Task directions: For each record below, write an exact copy.

Dataset content:
Segment Open

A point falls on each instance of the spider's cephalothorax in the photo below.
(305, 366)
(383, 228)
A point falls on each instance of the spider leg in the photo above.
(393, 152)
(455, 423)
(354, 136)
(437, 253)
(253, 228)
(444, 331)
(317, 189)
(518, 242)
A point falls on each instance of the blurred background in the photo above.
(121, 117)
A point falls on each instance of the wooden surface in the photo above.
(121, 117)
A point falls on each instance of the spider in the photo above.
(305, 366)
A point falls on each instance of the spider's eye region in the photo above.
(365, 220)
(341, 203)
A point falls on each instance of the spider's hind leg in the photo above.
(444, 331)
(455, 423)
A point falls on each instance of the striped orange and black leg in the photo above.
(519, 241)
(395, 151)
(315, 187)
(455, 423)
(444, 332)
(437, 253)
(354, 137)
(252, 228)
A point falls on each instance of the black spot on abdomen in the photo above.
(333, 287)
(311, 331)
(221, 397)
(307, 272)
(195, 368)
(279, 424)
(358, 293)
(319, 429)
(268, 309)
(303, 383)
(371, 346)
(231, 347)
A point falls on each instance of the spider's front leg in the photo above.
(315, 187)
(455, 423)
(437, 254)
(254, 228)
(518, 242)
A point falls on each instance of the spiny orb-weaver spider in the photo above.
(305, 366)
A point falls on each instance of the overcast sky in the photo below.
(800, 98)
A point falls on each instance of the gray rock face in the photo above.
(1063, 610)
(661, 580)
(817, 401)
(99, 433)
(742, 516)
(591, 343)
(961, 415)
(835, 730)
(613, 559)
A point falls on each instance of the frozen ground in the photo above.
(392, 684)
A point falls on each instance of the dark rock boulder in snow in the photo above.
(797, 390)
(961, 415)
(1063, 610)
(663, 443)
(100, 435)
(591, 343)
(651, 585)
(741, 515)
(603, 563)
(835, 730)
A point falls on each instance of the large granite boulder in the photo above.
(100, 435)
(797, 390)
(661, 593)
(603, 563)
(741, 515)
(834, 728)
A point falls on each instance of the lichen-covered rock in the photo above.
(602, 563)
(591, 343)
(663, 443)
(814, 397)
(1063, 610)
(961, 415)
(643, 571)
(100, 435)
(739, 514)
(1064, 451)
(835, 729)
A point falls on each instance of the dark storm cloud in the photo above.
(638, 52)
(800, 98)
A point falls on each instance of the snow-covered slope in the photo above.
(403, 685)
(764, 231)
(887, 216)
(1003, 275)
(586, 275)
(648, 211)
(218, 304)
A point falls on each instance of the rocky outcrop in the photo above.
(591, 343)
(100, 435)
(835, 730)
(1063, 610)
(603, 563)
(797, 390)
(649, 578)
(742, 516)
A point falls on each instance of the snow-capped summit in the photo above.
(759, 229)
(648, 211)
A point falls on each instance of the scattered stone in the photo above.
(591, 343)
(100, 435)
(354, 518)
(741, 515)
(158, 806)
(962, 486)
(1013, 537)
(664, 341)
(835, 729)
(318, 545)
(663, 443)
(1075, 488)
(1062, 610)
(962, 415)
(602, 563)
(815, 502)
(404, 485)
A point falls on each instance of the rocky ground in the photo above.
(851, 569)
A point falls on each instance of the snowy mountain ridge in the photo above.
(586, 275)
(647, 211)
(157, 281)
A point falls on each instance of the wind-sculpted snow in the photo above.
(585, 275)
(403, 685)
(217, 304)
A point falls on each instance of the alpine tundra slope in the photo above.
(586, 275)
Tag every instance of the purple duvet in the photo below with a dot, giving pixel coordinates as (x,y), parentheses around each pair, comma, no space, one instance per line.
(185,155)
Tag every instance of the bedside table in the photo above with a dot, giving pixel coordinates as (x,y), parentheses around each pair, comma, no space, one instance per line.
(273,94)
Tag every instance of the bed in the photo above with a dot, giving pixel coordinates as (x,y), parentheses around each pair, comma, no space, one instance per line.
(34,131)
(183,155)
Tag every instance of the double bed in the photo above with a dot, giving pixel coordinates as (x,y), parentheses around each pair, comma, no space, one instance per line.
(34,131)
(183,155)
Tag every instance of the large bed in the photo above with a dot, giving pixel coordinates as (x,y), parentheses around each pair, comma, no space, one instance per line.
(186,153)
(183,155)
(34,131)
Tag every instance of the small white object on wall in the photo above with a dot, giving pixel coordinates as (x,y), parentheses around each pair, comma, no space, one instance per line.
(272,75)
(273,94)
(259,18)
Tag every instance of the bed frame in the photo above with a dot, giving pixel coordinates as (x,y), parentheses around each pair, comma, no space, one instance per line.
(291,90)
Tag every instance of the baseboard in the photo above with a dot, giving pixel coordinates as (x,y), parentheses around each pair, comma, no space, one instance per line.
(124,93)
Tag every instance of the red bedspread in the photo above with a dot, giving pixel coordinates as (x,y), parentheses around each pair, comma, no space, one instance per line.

Segment Closed

Written answer:
A point falls on each instance of the spider's cephalothorax in the photo below.
(305, 366)
(383, 228)
A point falls on each instance of the spider leg in the photo above.
(393, 152)
(455, 423)
(354, 136)
(437, 253)
(253, 228)
(444, 331)
(317, 189)
(518, 242)
A point falls on each instance of the blurred background in the photo above.
(121, 117)
A point falls on each instance of the wooden surface in the photo above.
(121, 117)
A point falls on each instance of the spider in the photo above.
(305, 366)
A point falls on each instance of the spider's eye region in the photo above.
(365, 220)
(341, 203)
A point falls on each instance of the spider's hind leg in the photo above.
(444, 331)
(455, 423)
A point falls on each instance of the striped orange and black leg in the photo above.
(519, 241)
(395, 151)
(315, 187)
(455, 423)
(444, 332)
(437, 253)
(354, 137)
(252, 228)
A point falls on each instance of the black spot on abdomen in the photo above.
(333, 287)
(311, 331)
(221, 397)
(307, 272)
(195, 368)
(279, 424)
(358, 293)
(319, 429)
(268, 309)
(303, 383)
(371, 346)
(231, 347)
A point falls on each instance of the spider's front leg in the photo above.
(315, 187)
(455, 423)
(437, 254)
(254, 228)
(518, 242)
A point falls on each instance of the spiny orb-weaver spider in the photo above.
(305, 366)
A point falls on each instance of the overcast sky in the photo below.
(800, 98)
A point falls on each instance of the gray rock face in the photo above.
(1063, 610)
(661, 580)
(817, 401)
(99, 433)
(742, 516)
(591, 343)
(961, 415)
(835, 730)
(613, 559)
A point falls on each instance of the frozen ground in the photo above.
(392, 684)
A point falls on each instance of the dark rock boulder in snow in the photo above.
(797, 390)
(961, 415)
(1063, 610)
(663, 443)
(100, 435)
(591, 343)
(651, 585)
(741, 515)
(603, 563)
(835, 730)
A point falls on each instance of the large granite boulder in the photo above.
(100, 435)
(797, 390)
(661, 593)
(603, 563)
(741, 515)
(834, 728)
A point falls on each instance of the lichen-covered rock in the photo above.
(602, 563)
(591, 343)
(663, 443)
(814, 397)
(1063, 610)
(961, 415)
(643, 571)
(100, 435)
(739, 514)
(1064, 451)
(835, 729)
A point falls on each instance of the dark storm cloud in the photo above.
(638, 52)
(800, 98)
A point falls on each instance of the snow-covered slope in the photo above.
(403, 685)
(764, 231)
(887, 216)
(1003, 275)
(586, 275)
(648, 211)
(218, 304)
A point falls on each instance of the rocky outcrop in the photo above.
(591, 343)
(100, 435)
(835, 730)
(1063, 610)
(603, 563)
(797, 390)
(649, 578)
(742, 516)
A point falls on each instance of the snow-capped summit in the photo above.
(759, 229)
(648, 211)
A point falls on each instance of the scattered stone in the photo above.
(591, 343)
(100, 435)
(354, 518)
(741, 515)
(158, 806)
(962, 486)
(1013, 537)
(664, 341)
(835, 729)
(318, 545)
(663, 443)
(1075, 488)
(1062, 610)
(962, 415)
(602, 563)
(815, 502)
(404, 485)
A point falls on each instance of the rocky ground in the photo above.
(851, 569)
A point falls on each instance of the snowy mountain ridge in the photo above.
(586, 275)
(647, 211)
(157, 281)
A point falls on each instance of the wind-sculpted snow in the photo above.
(585, 275)
(403, 685)
(217, 304)
A point falls on each instance of the alpine tundra slope in the photo above.
(586, 275)
Tag every instance of the purple duvet in the photo below with a dot, giving pixel coordinates as (x,y), parentheses around each pair, comma, no space, one instance per line.
(185,155)
Tag every instance of the bedside table in the photo above with a dot, giving pixel coordinates as (x,y), parentheses around each pair, comma, no space, one instance per line.
(273,94)
Tag every instance of the bed in the photo above with a dot, giving pixel coordinates as (x,y), parentheses around each pair, comma, no space, one instance per line.
(34,131)
(183,155)
Tag every instance of the double bed in the photo above with a dot, giving pixel coordinates as (x,y), parentheses around each pair, comma, no space, one instance per line.
(34,131)
(183,155)
Tag every instance of the large bed in the photo above with a dot, giving pixel coordinates as (x,y), parentheses around each pair, comma, no space, one instance per line.
(186,153)
(183,155)
(34,131)
Tag every instance of the small white object on wall in the photo above with a dot, giving pixel coordinates as (x,y), parentheses around each pair, comma, no space, one instance per line.
(272,75)
(273,94)
(259,18)
Tag every instance of the bed frame in the photo above with a dot, giving pixel coordinates as (x,y), parentheses around each pair, comma, no space, one instance per line.
(291,90)
Tag every instance of the baseboard in the photo above with a dot, giving pixel coordinates as (x,y), parentheses around each pair, comma, no space, one instance per line.
(124,93)
Tag every instance of the red bedspread in the photo above with a dot, giving pixel coordinates as (x,y), parentheses around each pair, comma, no space, one instance per line.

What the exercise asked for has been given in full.